TASK REQUIREMENTS
Word for word, quote the lines from the one containing "Can you see the eagle eye?" to the end of the entries below, including both. Leave pictures out.

LISTED RECORDS
[Begin]

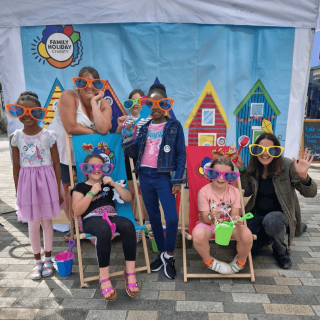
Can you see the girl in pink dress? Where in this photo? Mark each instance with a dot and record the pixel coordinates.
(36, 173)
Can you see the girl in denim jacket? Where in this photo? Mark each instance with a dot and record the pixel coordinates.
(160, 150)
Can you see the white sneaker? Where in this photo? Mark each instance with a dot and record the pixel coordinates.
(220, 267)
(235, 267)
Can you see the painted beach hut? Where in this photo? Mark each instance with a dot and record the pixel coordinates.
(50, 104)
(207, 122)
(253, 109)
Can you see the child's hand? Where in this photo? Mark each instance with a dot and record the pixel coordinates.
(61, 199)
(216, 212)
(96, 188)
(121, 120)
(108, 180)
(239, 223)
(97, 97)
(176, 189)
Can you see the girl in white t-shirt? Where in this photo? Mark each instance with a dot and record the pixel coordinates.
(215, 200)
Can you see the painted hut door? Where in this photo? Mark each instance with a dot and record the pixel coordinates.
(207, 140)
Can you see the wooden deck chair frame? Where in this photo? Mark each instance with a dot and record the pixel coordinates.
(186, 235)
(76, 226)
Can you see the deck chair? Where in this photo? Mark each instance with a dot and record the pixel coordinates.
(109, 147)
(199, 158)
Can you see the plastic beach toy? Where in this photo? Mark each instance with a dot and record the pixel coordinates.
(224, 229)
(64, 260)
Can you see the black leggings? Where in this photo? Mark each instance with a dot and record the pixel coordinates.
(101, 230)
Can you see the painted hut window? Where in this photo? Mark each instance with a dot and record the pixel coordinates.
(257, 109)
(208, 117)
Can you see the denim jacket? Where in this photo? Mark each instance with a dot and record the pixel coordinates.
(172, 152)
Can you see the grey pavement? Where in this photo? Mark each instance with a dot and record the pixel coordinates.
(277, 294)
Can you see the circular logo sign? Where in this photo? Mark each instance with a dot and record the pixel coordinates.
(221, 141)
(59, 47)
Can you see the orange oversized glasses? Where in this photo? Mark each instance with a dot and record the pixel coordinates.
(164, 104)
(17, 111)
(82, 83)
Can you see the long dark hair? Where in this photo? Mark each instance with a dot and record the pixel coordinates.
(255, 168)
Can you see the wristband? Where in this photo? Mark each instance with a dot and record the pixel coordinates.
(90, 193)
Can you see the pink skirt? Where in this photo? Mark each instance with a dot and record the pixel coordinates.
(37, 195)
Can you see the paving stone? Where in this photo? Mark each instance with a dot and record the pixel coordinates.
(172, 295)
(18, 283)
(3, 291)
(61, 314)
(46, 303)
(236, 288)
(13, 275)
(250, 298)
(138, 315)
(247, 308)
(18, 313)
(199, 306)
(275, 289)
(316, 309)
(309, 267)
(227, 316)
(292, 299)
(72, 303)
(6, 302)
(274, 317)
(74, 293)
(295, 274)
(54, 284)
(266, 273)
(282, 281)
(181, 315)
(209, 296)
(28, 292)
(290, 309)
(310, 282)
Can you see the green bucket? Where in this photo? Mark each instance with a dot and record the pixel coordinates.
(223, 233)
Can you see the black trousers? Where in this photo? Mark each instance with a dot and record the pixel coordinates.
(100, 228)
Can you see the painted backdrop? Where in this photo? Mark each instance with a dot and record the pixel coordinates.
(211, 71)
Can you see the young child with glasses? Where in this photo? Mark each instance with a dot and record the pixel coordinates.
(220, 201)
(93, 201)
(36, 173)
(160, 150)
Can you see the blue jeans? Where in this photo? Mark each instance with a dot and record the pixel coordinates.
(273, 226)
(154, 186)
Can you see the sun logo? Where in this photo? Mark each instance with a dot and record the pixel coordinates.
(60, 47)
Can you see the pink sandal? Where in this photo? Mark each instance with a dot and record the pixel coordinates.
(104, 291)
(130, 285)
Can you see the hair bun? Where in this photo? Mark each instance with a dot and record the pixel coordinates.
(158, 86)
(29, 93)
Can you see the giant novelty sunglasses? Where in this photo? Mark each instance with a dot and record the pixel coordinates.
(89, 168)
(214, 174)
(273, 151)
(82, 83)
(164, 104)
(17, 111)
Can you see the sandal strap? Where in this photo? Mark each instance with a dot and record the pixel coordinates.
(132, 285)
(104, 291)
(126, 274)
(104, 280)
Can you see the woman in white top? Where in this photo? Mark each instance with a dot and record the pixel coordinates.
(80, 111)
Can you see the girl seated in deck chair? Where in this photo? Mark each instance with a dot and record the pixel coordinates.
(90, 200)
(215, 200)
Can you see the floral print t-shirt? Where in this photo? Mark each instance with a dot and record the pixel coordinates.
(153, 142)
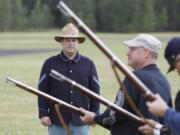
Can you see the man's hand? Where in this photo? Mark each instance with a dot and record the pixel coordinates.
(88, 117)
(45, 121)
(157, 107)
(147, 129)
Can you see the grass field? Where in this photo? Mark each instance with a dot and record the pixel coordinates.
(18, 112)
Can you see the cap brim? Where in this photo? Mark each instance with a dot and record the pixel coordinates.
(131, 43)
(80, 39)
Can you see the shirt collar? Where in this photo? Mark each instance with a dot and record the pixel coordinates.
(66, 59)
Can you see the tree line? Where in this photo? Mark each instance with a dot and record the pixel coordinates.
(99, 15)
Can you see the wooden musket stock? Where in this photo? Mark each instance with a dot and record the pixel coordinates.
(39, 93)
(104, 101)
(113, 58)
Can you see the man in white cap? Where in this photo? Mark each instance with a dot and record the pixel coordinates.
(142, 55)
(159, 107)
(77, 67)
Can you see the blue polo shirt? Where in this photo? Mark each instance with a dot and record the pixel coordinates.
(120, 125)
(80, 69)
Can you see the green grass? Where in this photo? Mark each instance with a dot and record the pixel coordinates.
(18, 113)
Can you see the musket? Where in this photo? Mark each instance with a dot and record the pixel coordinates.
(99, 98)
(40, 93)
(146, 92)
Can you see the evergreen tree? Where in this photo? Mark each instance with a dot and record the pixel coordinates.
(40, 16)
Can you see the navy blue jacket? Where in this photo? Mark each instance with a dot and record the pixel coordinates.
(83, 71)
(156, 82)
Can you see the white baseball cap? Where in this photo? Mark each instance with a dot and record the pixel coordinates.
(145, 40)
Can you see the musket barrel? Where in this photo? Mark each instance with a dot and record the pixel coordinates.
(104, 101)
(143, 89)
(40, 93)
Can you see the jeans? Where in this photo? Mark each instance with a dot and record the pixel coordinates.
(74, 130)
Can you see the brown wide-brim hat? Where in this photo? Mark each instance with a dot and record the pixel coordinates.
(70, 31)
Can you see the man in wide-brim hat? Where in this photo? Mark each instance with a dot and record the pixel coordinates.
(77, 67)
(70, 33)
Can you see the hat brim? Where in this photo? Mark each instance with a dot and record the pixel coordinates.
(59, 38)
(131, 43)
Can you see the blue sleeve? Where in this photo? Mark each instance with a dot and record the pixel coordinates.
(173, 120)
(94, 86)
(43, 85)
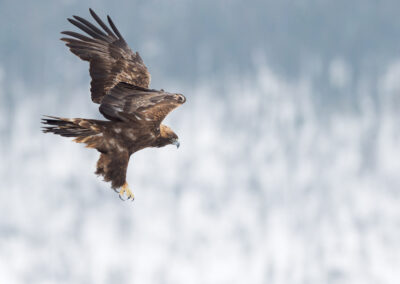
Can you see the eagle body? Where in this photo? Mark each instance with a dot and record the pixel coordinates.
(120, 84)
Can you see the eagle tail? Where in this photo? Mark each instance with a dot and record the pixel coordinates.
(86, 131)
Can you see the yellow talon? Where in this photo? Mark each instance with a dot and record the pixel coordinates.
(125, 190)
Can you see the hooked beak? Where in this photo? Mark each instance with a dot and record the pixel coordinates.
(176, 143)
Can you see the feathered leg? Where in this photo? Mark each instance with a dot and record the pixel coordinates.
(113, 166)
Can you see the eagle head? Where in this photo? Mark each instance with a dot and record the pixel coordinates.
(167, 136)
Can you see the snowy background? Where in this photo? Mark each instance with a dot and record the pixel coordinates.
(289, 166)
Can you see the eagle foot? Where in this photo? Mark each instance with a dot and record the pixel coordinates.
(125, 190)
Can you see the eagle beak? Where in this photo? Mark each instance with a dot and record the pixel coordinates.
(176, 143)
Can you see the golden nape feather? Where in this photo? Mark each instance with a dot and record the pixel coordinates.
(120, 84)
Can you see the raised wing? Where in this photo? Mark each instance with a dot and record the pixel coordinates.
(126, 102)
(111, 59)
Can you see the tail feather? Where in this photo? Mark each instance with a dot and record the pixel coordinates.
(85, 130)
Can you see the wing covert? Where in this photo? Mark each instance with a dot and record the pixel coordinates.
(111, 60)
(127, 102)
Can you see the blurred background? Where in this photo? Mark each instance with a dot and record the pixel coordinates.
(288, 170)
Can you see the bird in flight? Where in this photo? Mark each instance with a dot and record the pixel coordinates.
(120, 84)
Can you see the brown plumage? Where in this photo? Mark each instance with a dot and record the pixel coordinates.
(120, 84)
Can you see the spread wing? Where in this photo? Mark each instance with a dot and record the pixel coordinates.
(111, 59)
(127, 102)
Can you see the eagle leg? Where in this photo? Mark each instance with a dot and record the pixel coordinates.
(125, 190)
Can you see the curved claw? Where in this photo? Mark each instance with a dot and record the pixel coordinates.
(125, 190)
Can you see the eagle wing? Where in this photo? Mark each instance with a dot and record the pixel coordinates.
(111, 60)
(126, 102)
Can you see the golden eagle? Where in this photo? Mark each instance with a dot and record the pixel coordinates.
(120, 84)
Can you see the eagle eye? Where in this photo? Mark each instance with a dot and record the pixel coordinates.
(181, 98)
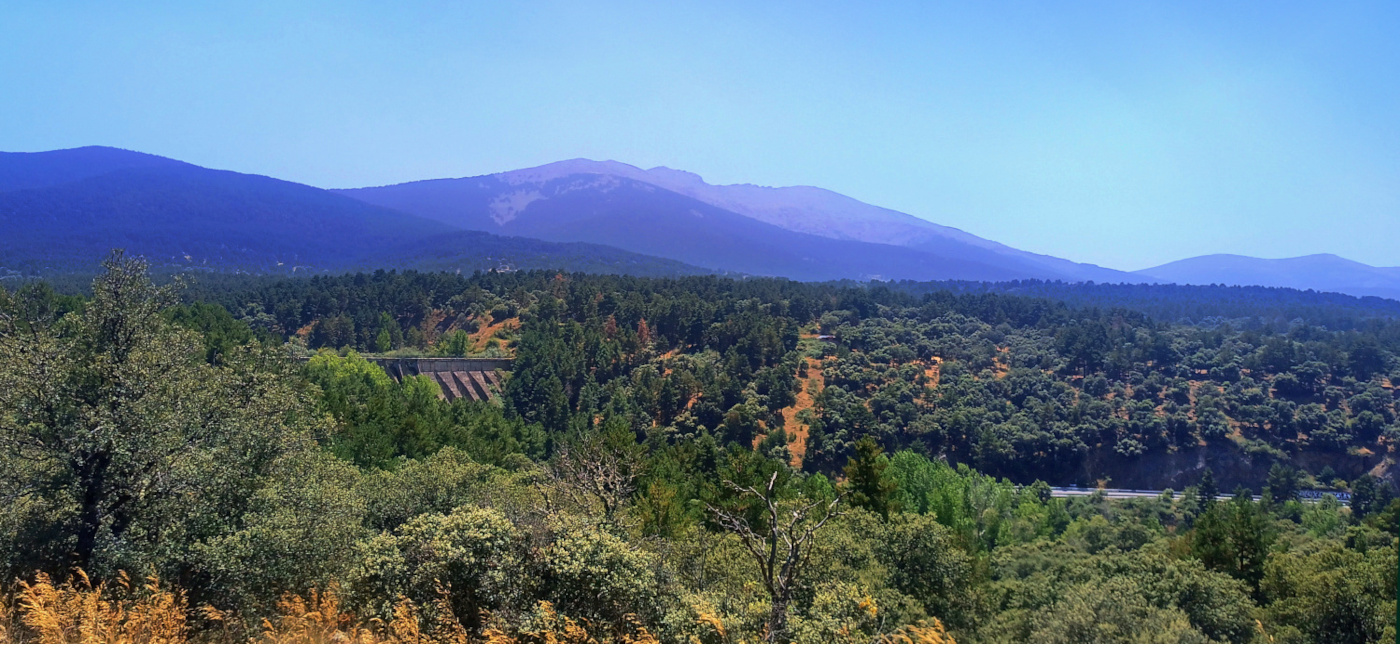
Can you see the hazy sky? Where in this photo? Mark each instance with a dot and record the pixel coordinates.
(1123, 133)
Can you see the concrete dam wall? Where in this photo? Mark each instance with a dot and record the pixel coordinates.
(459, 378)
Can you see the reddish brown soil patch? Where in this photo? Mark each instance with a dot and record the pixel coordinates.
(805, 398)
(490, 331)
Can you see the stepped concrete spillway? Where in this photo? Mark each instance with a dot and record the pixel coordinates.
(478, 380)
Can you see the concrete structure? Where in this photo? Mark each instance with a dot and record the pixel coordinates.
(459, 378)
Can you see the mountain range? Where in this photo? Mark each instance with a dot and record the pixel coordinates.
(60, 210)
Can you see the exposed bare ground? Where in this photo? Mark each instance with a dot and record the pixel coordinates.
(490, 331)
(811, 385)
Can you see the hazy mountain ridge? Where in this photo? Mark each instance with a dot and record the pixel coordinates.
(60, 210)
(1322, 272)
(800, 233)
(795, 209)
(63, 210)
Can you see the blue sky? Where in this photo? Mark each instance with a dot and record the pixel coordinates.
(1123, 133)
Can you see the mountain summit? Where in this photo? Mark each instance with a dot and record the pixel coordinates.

[End]

OUTPUT OF THE TASK
Can you see the eagle eye? Where in this photo? Mark each instance with a dot and record the pixel coordinates.
(181, 98)
Can you see the hazy sky? Where in this photo? Mark each instance with a dot and record the pixel coordinates.
(1123, 133)
Can you see the concrete dam wall? Where in this photo? Mark each instance with a dot and record the pixel coordinates.
(459, 378)
Can you see the reddish brown soil patch? Where in this photo? Mark each instance with a dot and record the pixel coordinates.
(805, 398)
(490, 331)
Can you see the stepped concrete spillway? Where in this photo? Mark each instance with a dot and record the pixel coordinates.
(478, 380)
Can you see the concrete structure? Where in this photo? Mark each instance with a dot and record the pixel coordinates.
(459, 378)
Can you see the mountain range? Where in this photo? Mark each instance with a dot and record the pixel coordinates.
(60, 210)
Can you see the exposed bare ground? Where in this photo? Mark each instance with a dot and record the pixel coordinates.
(490, 331)
(811, 385)
Can you see the hazy mountain ridge? Where in this photo? Mark each instance with a dot and record the pixel coordinates.
(60, 210)
(1322, 272)
(800, 233)
(795, 209)
(63, 210)
Can you see the blue sky? Where in this photo? Mark each instance with a dot and record the pixel coordinates.
(1123, 133)
Can you see the mountain summit? Where in this photo? Mark each instance with a dot and record the pixel coordinates.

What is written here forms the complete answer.